* Document section
++++++++++++++++++++

Batch Processing

Efficiently process multiple files or code snippets using batch processing strategies.

Why Batch Processing?

When processing multiple files, batch processing provides:

Better Performance: Parallel processing with concurrency control
Progress Tracking: Monitor processing status
Error Handling: Graceful handling of individual failures
Resource Management: Control memory and CPU usage

Basic Batch Processing

Processing Multiple Files

typescript

import fs from 'node:fs/promises'
import { Tokenizer } from 'ts-syntax-highlighter'

async function processFiles(files: string[], language: string) {
  const tokenizer = new Tokenizer(language)
  const results = new Map()

  for (const file of files) {
    const code = await fs.readFile(file, 'utf-8')
    const tokens = await tokenizer.tokenizeAsync(code)
    results.set(file, tokens)
  }

  return results
}

// Usage
const files = ['file1.ts', 'file2.ts', 'file3.ts']
const results = await processFiles(files, 'typescript')

Parallel Processing

typescript

async function processFilesParallel(files: string[], language: string) {
  const tokenizer = new Tokenizer(language)

  const results = await Promise.all(
    files.map(async (file) => {
      const code = await fs.readFile(file, 'utf-8')
      const tokens = await tokenizer.tokenizeAsync(code)
      return { file, tokens }
    })
  )

  return new Map(results.map(r => [r.file, r.tokens]))
}

// Usage
const results = await processFilesParallel(files, 'typescript')

Controlled Concurrency

Limit Concurrent Processing

typescript

async function processWithConcurrency(
  files: string[],
  language: string,
  concurrency: number = 5
) {
  const tokenizer = new Tokenizer(language)
  const results = new Map()
  const queue = [...files]

  async function processNext(): Promise<void> {
    const file = queue.shift()
    if (!file)
      return

    try {
      const code = await fs.readFile(file, 'utf-8')
      const tokens = await tokenizer.tokenizeAsync(code)
      results.set(file, tokens)
    }
    catch (error) {
      console.error(`Failed to process ${file}:`, error)
      results.set(file, null)
    }

    if (queue.length > 0) {
      await processNext()
    }
  }

  // Start concurrent workers
  const workers = Array.from(
    { length: Math.min(concurrency, files.length) },
    () => processNext()

++++++++++++++++++++

* Written request 1
In the listing, from the line that contains "of the fence" through the last line of the listing, change "railcar" to "rail vehicle" and leave everything else untouched. Return only those lines, without the pictures.

++++++++++++++++++++

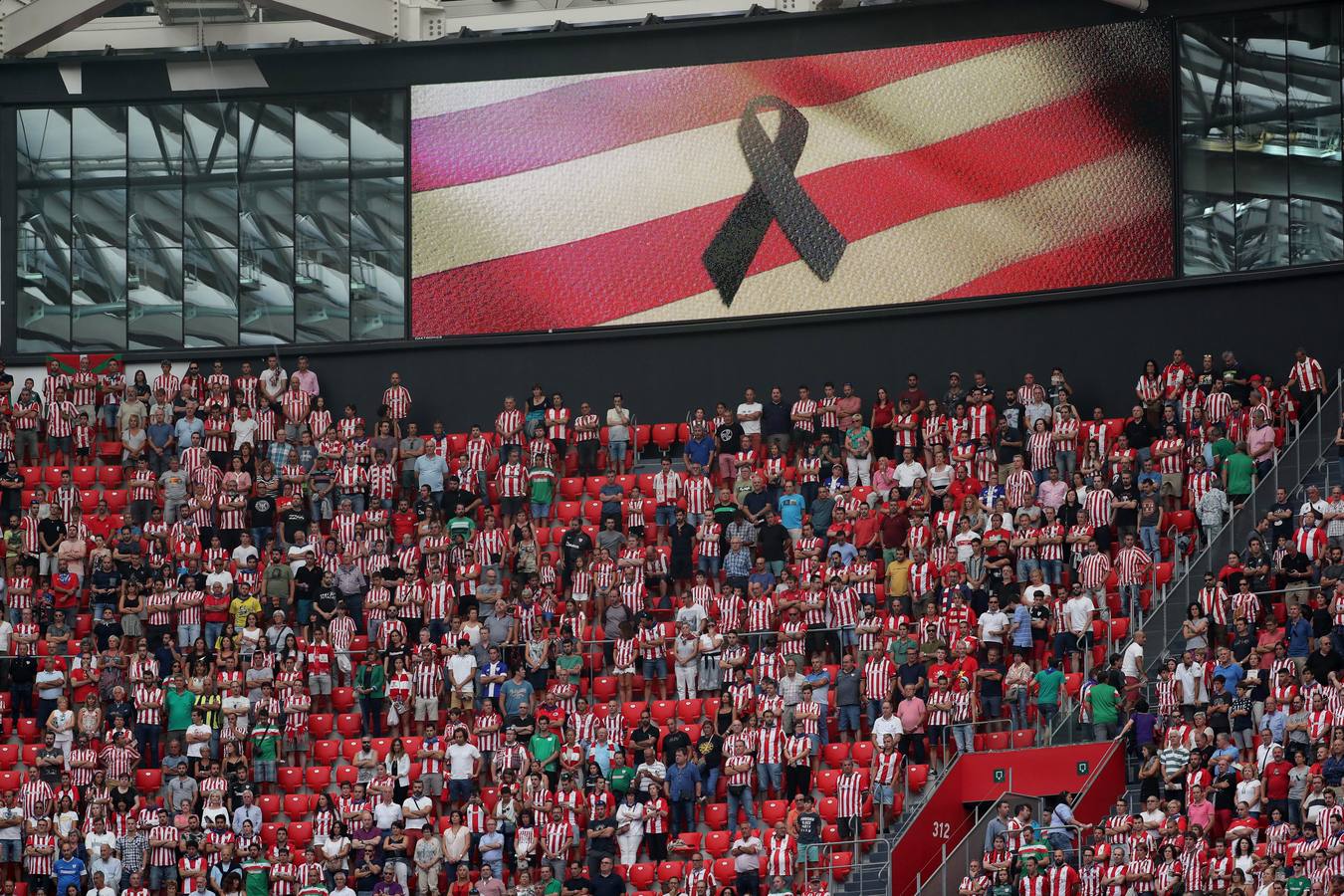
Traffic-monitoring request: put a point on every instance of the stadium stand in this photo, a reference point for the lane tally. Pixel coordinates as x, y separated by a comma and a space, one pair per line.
574, 653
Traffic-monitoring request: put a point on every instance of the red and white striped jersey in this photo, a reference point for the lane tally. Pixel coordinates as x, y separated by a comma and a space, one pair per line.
511, 480
398, 400
1308, 375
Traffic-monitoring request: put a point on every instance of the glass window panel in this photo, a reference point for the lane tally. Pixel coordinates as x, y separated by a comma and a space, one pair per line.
100, 142
376, 134
211, 297
266, 137
1260, 149
154, 216
322, 214
211, 214
322, 296
378, 295
266, 212
154, 141
43, 137
322, 137
211, 131
1206, 146
378, 212
43, 301
266, 295
1313, 122
45, 218
153, 287
99, 297
100, 216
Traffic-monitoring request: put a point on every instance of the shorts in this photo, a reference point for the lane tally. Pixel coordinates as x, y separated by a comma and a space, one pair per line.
426, 710
460, 790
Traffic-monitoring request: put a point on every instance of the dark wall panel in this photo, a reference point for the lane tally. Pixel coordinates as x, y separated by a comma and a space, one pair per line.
1099, 337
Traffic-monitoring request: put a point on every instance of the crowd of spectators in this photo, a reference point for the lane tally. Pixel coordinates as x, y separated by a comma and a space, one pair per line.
257, 644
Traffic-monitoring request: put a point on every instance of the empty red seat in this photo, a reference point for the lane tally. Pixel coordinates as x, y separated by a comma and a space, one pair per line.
318, 778
289, 778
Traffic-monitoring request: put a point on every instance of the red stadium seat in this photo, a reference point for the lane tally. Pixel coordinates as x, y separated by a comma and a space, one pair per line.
773, 810
326, 751
717, 815
300, 833
642, 875
289, 778
296, 806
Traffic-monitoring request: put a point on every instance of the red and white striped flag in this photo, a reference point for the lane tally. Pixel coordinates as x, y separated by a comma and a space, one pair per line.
971, 168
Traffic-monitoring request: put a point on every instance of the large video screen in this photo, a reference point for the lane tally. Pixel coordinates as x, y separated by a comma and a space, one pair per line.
812, 183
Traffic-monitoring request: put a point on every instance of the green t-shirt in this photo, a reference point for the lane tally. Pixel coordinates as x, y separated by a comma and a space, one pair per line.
257, 876
570, 666
1047, 684
371, 676
1239, 469
544, 749
541, 484
621, 780
1101, 697
179, 704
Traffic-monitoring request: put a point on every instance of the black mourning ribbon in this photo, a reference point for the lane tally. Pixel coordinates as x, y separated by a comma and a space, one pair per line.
775, 195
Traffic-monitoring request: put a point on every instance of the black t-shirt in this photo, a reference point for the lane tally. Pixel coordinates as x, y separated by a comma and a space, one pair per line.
682, 539
51, 531
773, 542
262, 511
728, 437
602, 845
308, 580
292, 520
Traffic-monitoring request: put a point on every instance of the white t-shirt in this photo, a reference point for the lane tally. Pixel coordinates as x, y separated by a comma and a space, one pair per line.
992, 626
245, 431
198, 750
909, 473
410, 802
750, 427
1079, 611
460, 761
1133, 660
384, 814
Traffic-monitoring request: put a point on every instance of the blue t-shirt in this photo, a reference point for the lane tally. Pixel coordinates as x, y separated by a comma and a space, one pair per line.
1232, 675
517, 693
790, 511
68, 871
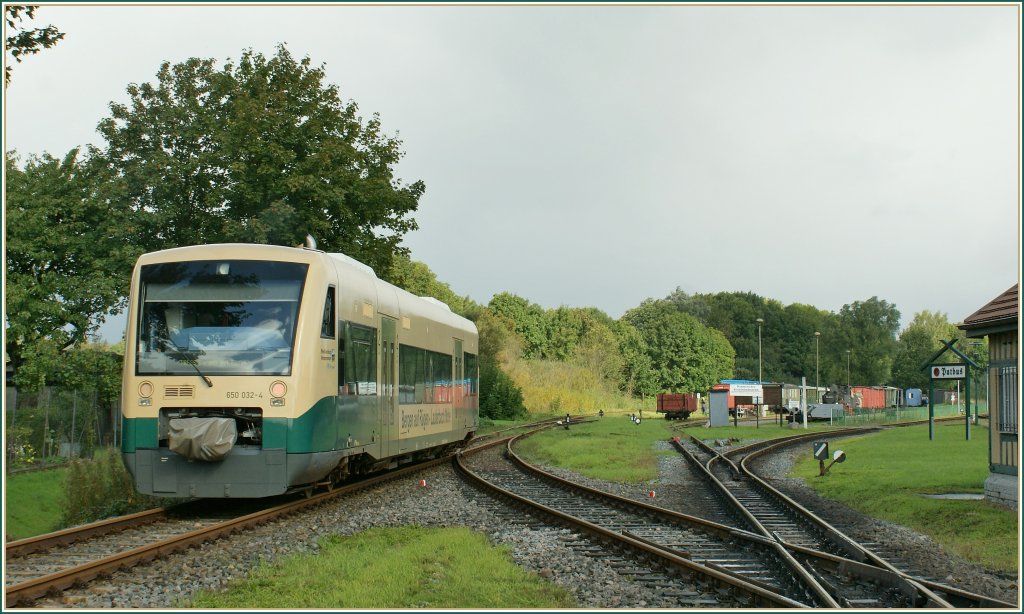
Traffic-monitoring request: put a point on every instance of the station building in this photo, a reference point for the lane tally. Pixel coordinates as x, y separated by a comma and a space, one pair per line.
998, 321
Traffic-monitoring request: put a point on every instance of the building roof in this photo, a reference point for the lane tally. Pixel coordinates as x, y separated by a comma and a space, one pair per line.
998, 315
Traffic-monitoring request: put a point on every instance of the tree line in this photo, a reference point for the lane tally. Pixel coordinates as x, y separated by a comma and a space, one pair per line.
264, 149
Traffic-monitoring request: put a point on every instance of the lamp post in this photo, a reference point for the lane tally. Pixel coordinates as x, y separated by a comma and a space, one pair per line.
817, 390
760, 321
848, 368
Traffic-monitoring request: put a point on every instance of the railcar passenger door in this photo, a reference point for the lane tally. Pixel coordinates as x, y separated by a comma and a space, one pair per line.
388, 387
323, 426
458, 382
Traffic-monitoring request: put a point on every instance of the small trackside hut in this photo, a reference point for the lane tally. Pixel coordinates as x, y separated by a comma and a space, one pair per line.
997, 320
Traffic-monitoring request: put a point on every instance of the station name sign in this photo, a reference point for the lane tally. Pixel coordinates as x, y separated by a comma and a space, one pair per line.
948, 371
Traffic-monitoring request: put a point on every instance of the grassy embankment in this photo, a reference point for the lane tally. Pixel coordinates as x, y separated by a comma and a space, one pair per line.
885, 475
409, 567
35, 501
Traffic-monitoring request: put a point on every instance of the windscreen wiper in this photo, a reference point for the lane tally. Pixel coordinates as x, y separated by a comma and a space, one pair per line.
189, 358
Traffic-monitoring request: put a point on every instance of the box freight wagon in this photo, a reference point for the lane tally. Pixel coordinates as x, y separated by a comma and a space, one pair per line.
677, 406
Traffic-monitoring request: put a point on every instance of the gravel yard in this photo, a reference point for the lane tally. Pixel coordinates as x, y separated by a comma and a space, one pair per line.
170, 582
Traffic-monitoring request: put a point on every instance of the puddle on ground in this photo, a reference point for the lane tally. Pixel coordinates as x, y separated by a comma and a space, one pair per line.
963, 496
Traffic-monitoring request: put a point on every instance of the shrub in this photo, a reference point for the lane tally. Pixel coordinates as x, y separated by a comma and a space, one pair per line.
100, 488
500, 397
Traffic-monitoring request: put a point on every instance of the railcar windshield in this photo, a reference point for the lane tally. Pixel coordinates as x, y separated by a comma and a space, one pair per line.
218, 317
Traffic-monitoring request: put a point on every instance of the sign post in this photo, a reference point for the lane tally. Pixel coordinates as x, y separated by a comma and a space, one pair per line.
948, 371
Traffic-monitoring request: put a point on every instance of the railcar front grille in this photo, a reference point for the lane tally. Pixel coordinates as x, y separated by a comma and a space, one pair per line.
179, 392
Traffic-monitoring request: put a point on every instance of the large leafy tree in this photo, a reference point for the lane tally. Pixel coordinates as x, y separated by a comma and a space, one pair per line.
685, 354
261, 150
868, 330
921, 340
20, 41
527, 319
68, 261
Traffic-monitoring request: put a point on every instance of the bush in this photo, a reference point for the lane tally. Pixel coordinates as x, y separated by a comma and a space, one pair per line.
500, 397
100, 488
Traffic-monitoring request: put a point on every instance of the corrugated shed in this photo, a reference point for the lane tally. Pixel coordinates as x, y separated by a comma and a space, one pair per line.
1003, 308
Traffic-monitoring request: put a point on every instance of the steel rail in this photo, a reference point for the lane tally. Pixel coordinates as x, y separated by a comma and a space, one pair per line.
760, 594
893, 577
71, 535
885, 577
926, 587
59, 580
827, 600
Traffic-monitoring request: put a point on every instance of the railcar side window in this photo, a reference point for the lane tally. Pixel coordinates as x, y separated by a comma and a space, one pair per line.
327, 325
359, 363
472, 377
424, 377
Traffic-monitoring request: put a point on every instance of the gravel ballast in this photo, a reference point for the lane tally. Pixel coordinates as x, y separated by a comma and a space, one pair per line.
448, 501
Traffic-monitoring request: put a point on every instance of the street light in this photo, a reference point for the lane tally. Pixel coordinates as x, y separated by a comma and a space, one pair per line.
848, 368
760, 321
817, 390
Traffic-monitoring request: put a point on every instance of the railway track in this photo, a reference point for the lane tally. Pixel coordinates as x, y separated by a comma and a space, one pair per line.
51, 563
700, 563
824, 551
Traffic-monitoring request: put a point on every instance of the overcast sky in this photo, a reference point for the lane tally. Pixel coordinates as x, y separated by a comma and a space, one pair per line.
599, 156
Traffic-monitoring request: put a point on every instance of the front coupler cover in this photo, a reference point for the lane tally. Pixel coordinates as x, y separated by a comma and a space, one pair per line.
202, 438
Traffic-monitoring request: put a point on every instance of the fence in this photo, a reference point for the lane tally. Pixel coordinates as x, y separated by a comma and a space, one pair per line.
901, 414
57, 422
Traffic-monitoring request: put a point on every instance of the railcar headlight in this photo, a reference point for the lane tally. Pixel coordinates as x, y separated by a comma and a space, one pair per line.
145, 390
279, 389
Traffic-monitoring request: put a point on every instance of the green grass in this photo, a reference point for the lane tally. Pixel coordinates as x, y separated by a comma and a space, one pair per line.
35, 501
886, 473
409, 567
610, 448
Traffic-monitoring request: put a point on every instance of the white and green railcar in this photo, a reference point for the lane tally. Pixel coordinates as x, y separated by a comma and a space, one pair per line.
255, 370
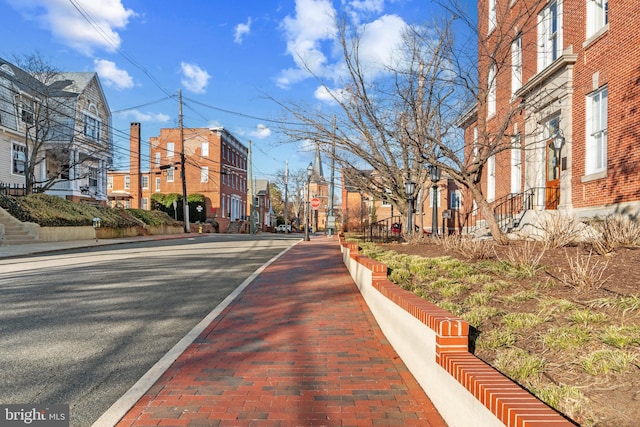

++++++++++++++++++++

* Written request 2
List the benefits of batch processing that the batch processing page names under "Why Batch Processing?".

* Complete output 1
Traffic-monitoring request: put a point on every instance of the fence in this photo, a reference point for the lane tally. Pixel coordinates as x, y separated by a comma and a space, one pair per line.
901, 414
57, 422
Traffic-monitoring request: put a point on every instance of the rail vehicle headlight in this photo, a reference point for the lane tally. Pixel coordinates as x, y separated by a comma and a space, one pair per line.
145, 390
279, 389
Traffic-monitoring request: put a point on every instance of the green grass in this photo, a reference point for the lane tally. Pixel coordinates as x, y separated by a comma and a space, one pair per line.
35, 501
886, 473
409, 567
610, 448
Traffic-monitoring request: put a point on every instance of the white and green rail vehicle in this photo, a reference point for the lane tally. Pixel coordinates as x, y separated by a comma and a space, one pair per line.
255, 370

* Complete output 2
Better Performance
Progress Tracking
Error Handling
Resource Management